───── Testo da leggere ─────

Una villa di delizie nel centro della capitale con gli affreschi di Raffaello
Tra le stanze della dimora edificata dall’architetto Baldassarre Peruzzi nei primi anni del Cinquecento per volere del banchiere Agostino Chigi, scopriamo, tra affreschi dell’Urbinate, interventi di Sebastiano del Piombo e del Sodoma, una delle più armoniose realizzazioni del Rinascimento italiano.
Racconta Giorgio Vasari, nelle sue Vite, di un bizzarro capriccio di Raffaello che ebbe come cornice proprio Villa Farnesina, dove il fervido artista lavorava a quei capolavori che avrebbero segnato a Roma, l’apoteosi del più grande pennello di volti e madonne dalla grazia incomparabile. Chiamato ad affrescare la sontuosa villa “di delizie” dal ricco mercante senese Agostino Chigi, suo committente e amico, l’artista avrebbe confidato al banchiere il suo mal d’amore, specificando di non riuscire a lavorare alla prima loggia “per lo amore che e’ portava ad una sua donna”. Il paziente committente si sarebbe pertanto adoperato affinché la fanciulla – la celebre Fornarina, la modella dall’identità controversa che ispirò al Sanzio molti capolavori – si intrattenesse a Villa Farnesina mentre il pittore dava libero sfogo al suo genio. “Il che – chiosa Vasari – fu cagione che il lavoro venisse a fine”. Ed in effetti tra le stanze di questa villa, oggi di proprietà dell’Accademia Nazionale dei Lincei – Raffaello diede veramente il meglio di sé.
A lasciare il visitatore spiazzato sono soprattutto le decorazioni delle Sale interne, realizzate ad affresco da artisti come l’Urbinate, Sebastiano del Piombo, Giovanni Antonio Bazzi detto il Sodoma e lo stesso Peruzzi.
La Villa prende oggi il nome dai Farnese, ai quali pervenne nel 1579 in violazione del vincolo ereditario posto dal suo committente, fine intenditore d’arte che volle racchiudere in questa dimora il segno della propria personalità.
Un giardino all’italiana nel cuore di Roma
Se preferite, iniziate il vostro percorso dal Parco, raffinato esempio di giardino all’italiana. Lungo la galleria dei lauri, sul marmo, è inciso una sorta di gentile commiato:
Per te che vieni qui, quello che ti sembra brutto per me è bellissimo: se ti piace, resta, se non ti piace vai pure via; comunque grazie
Immergendovi in questo invidiabile locus amoenus costellato di bellezze artistiche e specie arboree, avrete come l’impressione di godere della stessa quiete che il banchiere ricercava lontano dai clamori dell’urbe.

───── Dati archiviati ─────

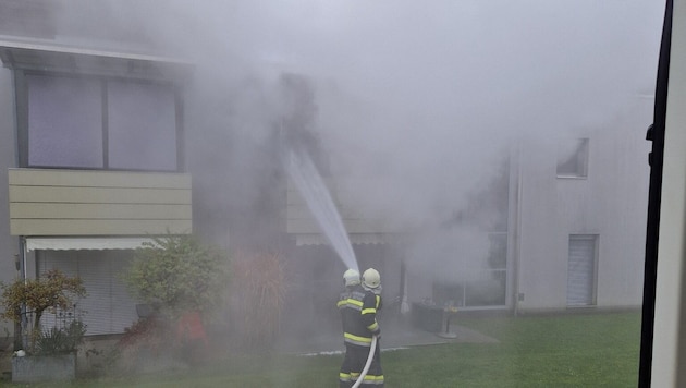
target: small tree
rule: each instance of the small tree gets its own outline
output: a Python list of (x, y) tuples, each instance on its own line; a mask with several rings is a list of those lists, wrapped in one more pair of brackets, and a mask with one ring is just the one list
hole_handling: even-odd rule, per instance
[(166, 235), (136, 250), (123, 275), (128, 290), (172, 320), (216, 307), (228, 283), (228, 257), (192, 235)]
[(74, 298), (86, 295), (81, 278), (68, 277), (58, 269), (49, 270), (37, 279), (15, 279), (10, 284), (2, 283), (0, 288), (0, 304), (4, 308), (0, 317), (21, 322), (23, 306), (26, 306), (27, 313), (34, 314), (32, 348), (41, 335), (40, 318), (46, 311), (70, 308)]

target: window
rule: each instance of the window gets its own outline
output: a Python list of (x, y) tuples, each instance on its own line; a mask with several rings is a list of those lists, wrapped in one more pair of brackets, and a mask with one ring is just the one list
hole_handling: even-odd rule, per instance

─────

## Da svolgere
- A) Rispondi alle seguenti domande in base al testo sulla Villa Farnesina.
(i) Quale architetto edificò la villa?
(ii) In quale anno la villa pervenne ai Farnese?
(iii) Di chi è oggi proprietà la villa?
- B) Secondo il racconto di Vasari riportato nel testo sulla Villa Farnesina, perché Agostino Chigi fece in modo che la Fornarina si trattenesse alla villa?
I record provengono da un'altra fonte.

## Risposte complete
- A)
(i) Baldassarre Peruzzi.
(ii) Nel 1579.
(iii) Dell'Accademia Nazionale dei Lincei.

- B) Raffaello gli aveva confidato di non riuscire a lavorare alla prima loggia per l'amore che portava a una sua donna. Chigi si adoperò quindi perché la fanciulla restasse alla villa mentre il pittore lavorava, e secondo Vasari questo fu la ragione per cui il lavoro venne portato a termine.